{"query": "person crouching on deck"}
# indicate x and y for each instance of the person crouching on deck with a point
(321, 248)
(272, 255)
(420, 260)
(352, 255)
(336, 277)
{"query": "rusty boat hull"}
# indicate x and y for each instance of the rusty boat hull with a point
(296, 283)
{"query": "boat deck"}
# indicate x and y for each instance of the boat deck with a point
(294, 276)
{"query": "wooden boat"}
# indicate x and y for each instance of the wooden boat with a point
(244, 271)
...
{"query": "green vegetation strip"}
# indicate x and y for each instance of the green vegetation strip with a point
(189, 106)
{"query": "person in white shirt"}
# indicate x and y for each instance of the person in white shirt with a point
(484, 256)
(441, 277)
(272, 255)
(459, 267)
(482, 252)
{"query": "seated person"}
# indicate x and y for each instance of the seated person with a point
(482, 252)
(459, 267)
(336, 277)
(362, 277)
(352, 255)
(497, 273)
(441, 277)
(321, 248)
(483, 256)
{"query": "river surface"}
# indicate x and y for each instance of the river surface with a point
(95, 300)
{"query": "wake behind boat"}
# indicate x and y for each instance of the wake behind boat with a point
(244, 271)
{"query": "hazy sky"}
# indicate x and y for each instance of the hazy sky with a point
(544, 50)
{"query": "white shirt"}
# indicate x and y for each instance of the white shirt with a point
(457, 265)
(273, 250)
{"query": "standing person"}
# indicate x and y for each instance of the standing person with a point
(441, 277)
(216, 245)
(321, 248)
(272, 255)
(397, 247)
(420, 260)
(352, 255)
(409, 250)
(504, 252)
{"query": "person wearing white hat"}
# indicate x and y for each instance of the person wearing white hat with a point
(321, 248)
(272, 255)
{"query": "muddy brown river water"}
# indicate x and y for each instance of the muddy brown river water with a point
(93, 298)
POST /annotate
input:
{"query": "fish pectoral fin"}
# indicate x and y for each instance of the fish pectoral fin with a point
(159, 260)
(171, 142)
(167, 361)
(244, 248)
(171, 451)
--
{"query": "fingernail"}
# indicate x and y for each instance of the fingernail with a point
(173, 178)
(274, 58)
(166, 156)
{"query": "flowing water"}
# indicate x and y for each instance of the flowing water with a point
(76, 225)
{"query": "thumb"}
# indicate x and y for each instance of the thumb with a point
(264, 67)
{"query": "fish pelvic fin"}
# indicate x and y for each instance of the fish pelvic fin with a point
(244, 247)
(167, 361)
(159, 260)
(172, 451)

**Aim**
Filter the listing above and copy out every line that contains the word "thumb". Treat uppercase and lowercase as different.

**The reply**
{"query": "thumb"}
# indicate x and y for each instance of the thumb with a point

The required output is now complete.